• **EXERCISE DATA**

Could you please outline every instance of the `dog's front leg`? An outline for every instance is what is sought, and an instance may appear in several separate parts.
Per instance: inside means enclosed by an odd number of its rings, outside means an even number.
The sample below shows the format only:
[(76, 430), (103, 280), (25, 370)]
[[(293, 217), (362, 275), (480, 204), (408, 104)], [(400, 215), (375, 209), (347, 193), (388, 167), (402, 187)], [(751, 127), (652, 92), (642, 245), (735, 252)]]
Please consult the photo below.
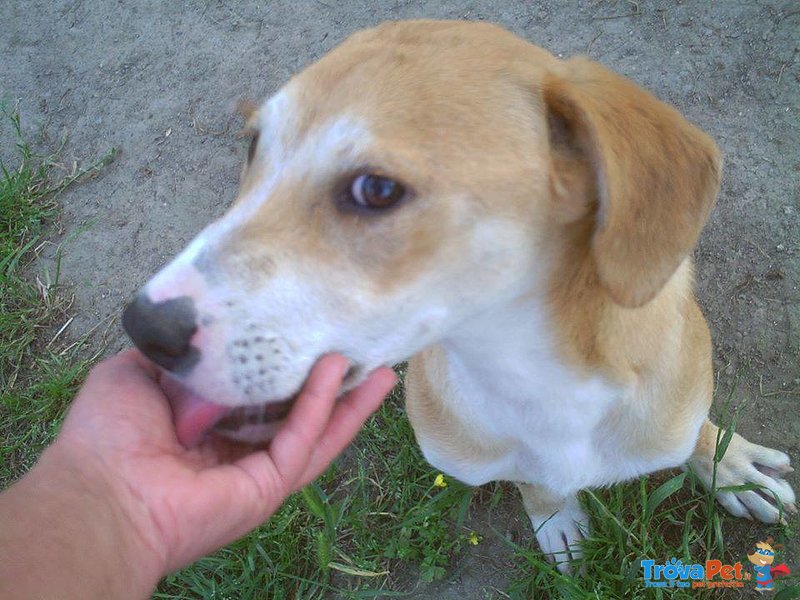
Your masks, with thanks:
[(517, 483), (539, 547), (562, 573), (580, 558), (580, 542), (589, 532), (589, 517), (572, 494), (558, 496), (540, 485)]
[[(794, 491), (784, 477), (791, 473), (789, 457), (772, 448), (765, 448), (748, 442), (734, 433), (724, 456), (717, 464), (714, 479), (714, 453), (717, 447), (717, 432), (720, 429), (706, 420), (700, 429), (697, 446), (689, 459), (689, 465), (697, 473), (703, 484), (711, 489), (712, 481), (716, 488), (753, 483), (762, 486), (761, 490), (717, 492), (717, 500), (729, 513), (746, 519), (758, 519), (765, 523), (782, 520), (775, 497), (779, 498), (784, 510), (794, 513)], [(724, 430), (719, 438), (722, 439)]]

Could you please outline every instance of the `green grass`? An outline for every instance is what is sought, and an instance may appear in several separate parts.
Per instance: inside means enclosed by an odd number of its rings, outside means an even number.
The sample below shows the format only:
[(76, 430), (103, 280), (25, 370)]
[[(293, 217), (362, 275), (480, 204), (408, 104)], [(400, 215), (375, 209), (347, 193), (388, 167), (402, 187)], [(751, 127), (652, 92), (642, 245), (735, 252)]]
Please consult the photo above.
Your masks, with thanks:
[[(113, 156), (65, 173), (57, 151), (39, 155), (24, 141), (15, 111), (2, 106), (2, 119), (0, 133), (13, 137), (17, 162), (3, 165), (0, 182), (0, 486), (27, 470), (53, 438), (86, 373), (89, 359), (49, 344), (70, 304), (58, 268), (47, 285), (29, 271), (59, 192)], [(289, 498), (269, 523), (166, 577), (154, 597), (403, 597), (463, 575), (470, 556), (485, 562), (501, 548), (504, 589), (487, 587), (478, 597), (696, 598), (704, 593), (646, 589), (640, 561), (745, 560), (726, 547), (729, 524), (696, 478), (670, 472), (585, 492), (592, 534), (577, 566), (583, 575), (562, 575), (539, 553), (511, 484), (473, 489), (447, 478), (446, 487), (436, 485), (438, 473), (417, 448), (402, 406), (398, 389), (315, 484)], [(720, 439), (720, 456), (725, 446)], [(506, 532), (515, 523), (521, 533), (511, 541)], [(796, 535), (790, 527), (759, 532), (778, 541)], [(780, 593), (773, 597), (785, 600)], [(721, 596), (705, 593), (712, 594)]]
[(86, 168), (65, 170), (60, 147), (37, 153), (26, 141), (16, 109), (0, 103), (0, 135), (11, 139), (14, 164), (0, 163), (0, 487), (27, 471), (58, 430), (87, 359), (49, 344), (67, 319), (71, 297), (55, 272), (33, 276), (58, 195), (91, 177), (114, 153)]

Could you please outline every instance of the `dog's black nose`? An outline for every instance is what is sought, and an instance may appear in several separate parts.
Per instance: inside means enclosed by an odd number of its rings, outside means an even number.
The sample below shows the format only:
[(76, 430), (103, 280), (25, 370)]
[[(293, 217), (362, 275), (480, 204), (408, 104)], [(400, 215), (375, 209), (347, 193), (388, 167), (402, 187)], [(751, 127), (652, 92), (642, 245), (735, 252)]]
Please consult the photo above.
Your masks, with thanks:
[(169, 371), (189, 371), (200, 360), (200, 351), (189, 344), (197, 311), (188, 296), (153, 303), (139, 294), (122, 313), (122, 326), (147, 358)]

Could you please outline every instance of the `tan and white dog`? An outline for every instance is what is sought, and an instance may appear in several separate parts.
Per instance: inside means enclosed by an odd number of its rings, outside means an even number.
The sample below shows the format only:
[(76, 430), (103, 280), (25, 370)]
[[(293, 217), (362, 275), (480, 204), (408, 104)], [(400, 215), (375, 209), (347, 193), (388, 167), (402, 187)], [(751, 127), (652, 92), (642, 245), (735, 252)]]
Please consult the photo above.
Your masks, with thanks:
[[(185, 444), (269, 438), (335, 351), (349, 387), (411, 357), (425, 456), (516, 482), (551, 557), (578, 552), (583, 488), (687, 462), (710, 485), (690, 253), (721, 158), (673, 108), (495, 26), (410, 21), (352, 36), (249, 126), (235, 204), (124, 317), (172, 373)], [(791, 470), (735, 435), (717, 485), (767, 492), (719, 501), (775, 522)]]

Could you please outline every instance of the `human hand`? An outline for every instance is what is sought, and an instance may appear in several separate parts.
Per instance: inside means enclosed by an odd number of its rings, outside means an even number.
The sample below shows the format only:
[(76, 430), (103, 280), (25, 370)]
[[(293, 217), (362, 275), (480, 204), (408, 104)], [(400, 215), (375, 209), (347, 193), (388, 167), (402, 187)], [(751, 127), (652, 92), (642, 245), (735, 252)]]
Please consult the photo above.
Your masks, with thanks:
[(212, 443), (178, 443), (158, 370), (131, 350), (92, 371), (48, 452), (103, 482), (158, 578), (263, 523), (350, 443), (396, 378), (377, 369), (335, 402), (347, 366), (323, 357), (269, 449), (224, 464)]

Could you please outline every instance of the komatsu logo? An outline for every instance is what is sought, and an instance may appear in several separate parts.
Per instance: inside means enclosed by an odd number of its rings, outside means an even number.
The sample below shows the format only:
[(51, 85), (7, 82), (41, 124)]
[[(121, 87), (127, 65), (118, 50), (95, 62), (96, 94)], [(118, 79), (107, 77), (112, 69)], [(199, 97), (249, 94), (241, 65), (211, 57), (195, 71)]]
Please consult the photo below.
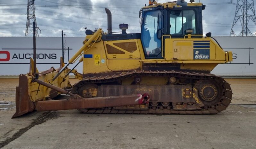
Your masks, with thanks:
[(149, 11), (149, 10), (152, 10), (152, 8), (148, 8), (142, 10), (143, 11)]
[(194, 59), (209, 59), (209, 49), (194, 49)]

...

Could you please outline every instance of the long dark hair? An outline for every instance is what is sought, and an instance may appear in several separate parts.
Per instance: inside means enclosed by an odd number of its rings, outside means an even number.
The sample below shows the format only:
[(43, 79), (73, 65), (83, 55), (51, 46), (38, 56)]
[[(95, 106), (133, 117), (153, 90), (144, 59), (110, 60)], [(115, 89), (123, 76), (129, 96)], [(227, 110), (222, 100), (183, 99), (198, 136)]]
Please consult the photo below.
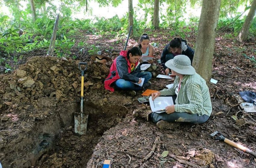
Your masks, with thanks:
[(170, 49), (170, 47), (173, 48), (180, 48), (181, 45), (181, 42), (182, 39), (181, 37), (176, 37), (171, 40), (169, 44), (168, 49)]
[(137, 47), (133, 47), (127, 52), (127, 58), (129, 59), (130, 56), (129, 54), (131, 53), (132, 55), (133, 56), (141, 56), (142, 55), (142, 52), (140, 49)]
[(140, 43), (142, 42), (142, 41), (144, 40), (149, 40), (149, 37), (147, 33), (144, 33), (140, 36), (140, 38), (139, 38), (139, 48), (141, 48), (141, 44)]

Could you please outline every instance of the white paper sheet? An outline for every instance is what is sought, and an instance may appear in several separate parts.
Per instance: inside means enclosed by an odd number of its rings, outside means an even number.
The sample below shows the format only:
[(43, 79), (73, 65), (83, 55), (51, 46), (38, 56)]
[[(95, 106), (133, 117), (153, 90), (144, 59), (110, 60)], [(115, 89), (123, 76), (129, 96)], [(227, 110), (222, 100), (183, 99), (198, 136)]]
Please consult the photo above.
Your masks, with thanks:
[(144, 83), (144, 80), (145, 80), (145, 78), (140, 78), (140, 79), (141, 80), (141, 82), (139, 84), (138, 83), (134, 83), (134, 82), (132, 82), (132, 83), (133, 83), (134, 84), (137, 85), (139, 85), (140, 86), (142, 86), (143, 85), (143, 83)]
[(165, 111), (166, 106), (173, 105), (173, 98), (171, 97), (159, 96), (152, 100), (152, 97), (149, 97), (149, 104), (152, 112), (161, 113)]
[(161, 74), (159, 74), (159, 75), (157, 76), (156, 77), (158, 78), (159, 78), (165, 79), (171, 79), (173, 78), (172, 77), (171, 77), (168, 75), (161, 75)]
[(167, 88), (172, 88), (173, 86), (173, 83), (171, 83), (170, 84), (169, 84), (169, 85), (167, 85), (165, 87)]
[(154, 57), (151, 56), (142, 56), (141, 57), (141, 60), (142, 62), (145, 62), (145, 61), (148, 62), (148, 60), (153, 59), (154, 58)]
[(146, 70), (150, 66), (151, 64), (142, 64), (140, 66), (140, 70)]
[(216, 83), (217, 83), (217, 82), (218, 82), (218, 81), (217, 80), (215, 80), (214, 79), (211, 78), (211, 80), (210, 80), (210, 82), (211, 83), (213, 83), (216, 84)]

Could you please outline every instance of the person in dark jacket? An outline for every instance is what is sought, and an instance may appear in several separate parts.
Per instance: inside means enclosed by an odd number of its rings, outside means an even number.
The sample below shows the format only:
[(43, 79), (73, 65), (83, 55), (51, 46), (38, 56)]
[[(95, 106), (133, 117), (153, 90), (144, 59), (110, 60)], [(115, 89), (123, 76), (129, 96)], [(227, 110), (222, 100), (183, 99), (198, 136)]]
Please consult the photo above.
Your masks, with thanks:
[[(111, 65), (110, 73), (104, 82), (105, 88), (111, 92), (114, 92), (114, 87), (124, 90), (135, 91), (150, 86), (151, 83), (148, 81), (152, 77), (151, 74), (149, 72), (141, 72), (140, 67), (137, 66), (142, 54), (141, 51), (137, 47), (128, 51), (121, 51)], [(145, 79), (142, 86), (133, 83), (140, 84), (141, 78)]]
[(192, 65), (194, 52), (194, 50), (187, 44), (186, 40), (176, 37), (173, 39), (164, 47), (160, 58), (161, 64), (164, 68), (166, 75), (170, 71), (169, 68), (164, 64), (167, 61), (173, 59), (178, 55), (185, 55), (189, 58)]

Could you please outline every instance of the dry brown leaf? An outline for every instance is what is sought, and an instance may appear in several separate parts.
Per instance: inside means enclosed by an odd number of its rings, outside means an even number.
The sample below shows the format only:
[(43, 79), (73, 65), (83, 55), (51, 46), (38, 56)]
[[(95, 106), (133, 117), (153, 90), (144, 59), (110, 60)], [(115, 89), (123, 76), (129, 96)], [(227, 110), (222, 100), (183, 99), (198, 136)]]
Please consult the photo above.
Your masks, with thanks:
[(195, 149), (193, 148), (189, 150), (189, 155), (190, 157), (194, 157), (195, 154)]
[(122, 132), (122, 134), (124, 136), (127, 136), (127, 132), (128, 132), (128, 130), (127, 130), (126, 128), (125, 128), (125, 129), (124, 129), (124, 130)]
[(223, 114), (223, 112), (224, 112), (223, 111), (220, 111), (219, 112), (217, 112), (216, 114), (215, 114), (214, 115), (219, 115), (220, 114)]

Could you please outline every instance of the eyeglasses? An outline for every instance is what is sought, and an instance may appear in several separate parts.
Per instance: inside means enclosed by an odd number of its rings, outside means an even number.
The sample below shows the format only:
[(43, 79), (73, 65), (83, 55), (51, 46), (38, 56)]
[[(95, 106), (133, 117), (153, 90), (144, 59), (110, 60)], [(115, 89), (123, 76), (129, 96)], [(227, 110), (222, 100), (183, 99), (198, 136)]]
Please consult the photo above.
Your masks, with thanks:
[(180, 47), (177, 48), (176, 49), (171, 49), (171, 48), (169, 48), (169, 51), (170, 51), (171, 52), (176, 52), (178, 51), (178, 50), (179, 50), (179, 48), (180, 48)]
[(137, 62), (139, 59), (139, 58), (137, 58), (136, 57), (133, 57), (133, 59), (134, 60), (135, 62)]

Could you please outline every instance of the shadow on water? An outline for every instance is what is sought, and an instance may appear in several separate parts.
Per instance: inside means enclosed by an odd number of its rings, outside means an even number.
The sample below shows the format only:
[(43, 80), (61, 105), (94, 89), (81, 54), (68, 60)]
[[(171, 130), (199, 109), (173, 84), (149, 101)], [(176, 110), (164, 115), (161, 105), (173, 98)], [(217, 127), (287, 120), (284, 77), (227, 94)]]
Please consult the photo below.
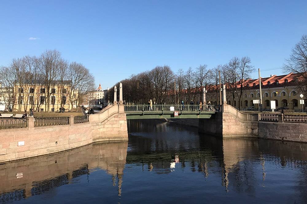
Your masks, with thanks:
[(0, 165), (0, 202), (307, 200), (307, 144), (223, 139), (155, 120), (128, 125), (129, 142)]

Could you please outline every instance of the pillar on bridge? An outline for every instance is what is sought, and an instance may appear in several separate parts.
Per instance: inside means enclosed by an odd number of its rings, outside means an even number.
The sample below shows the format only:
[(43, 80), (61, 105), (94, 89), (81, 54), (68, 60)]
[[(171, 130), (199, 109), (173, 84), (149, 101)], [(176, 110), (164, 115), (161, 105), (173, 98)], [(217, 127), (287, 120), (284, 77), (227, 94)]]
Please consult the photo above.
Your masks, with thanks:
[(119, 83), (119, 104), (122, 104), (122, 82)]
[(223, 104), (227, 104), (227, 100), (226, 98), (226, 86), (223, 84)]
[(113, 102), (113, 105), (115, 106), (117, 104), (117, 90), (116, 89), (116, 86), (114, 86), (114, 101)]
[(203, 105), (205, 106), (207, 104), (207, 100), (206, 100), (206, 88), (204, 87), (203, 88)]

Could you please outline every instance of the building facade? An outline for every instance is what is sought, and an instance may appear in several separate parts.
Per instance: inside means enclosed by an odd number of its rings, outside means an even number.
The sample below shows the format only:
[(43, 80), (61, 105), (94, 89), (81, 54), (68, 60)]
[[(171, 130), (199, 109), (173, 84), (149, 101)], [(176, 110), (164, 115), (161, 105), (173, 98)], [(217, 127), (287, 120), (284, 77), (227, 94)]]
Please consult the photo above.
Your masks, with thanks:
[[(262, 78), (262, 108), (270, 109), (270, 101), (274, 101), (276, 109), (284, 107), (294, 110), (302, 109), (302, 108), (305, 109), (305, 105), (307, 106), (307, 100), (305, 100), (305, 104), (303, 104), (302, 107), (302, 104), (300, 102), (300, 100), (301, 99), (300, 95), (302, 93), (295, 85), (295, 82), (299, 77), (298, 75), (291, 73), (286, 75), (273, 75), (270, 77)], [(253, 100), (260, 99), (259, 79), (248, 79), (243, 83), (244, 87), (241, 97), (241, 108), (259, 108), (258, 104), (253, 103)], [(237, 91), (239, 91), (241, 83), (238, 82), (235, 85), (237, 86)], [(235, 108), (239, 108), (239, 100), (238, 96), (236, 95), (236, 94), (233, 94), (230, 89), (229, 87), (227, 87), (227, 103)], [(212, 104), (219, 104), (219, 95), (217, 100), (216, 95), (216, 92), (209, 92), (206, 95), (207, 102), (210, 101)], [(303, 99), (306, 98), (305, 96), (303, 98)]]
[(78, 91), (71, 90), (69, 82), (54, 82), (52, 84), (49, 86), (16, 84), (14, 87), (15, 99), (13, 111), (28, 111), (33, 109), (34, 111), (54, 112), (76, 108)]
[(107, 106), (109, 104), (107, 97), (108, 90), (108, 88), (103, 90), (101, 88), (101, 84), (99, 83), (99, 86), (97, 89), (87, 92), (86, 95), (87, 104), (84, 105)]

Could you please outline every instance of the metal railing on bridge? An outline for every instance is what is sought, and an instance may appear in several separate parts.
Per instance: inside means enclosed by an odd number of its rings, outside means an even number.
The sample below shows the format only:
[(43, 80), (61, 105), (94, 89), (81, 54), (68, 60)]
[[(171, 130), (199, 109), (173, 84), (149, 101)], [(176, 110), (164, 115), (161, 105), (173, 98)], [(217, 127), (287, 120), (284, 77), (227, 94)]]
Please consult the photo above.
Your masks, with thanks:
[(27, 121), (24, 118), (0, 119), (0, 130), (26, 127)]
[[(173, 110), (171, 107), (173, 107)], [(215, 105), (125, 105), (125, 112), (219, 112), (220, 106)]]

--

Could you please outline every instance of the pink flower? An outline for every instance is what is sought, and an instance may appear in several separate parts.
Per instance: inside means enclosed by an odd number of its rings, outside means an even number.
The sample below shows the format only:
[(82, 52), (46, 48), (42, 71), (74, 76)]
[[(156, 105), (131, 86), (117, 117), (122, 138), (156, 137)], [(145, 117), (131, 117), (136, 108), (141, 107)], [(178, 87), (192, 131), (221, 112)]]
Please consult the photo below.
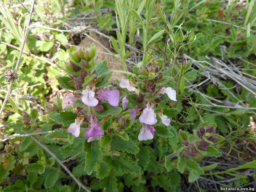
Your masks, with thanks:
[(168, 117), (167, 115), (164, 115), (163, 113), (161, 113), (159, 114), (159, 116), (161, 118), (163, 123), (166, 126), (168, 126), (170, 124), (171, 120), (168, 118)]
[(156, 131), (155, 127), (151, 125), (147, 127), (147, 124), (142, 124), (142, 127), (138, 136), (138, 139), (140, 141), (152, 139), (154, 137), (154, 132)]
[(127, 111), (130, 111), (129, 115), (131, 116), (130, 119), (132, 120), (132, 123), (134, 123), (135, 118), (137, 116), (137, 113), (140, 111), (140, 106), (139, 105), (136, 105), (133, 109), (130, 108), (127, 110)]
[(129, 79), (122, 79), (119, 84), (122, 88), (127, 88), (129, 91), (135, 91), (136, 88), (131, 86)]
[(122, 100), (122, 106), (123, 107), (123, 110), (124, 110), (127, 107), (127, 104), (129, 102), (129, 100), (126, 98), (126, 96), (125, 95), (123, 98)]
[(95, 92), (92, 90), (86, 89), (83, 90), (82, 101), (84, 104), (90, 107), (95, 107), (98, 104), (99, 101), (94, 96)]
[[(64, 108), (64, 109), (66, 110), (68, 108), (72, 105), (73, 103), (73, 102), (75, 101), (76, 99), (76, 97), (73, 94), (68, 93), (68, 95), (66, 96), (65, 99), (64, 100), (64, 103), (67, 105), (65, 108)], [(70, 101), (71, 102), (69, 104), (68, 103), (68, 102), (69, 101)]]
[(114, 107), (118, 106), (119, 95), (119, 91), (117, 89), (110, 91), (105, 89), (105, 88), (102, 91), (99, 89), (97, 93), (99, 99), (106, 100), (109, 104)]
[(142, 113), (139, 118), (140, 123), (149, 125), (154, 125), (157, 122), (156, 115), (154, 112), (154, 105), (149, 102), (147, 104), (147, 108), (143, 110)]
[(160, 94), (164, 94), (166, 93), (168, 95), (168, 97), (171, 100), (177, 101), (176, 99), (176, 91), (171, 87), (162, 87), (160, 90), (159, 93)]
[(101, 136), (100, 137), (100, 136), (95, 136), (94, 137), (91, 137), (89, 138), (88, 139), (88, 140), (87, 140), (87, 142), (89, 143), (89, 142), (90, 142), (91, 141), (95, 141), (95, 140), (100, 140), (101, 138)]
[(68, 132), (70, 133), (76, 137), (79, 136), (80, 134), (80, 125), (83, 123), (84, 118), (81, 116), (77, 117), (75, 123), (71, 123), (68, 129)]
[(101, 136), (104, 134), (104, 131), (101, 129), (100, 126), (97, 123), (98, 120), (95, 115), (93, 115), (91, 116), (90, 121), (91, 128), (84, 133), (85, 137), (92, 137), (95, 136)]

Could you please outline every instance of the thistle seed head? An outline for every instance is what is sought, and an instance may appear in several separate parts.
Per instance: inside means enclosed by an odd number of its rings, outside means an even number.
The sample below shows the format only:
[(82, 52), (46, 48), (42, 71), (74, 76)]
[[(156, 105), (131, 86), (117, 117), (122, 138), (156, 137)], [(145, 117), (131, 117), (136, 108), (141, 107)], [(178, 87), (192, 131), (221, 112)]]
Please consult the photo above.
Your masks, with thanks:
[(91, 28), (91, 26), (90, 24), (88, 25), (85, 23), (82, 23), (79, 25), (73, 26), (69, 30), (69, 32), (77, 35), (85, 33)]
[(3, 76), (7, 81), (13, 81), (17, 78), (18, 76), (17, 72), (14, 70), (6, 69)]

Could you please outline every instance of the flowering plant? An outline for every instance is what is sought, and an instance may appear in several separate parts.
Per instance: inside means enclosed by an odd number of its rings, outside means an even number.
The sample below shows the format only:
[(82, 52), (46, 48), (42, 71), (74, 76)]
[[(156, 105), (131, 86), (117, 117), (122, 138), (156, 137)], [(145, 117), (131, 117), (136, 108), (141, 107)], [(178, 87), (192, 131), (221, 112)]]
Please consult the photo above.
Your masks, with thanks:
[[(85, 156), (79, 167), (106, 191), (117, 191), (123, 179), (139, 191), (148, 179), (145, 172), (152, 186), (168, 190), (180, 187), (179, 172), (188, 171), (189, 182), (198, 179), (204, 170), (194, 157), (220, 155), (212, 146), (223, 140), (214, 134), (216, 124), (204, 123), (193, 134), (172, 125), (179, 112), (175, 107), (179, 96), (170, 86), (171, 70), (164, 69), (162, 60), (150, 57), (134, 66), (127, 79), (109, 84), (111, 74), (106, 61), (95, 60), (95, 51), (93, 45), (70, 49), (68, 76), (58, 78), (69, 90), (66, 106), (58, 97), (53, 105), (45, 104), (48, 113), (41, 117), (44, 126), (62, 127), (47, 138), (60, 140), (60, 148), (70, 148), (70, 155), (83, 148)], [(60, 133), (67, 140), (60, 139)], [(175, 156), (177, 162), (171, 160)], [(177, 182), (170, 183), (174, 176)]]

• **BRIEF**
State the number of lines in the records that contain the word "bridge". Give only the number.

• **FINISHED ANSWER**
2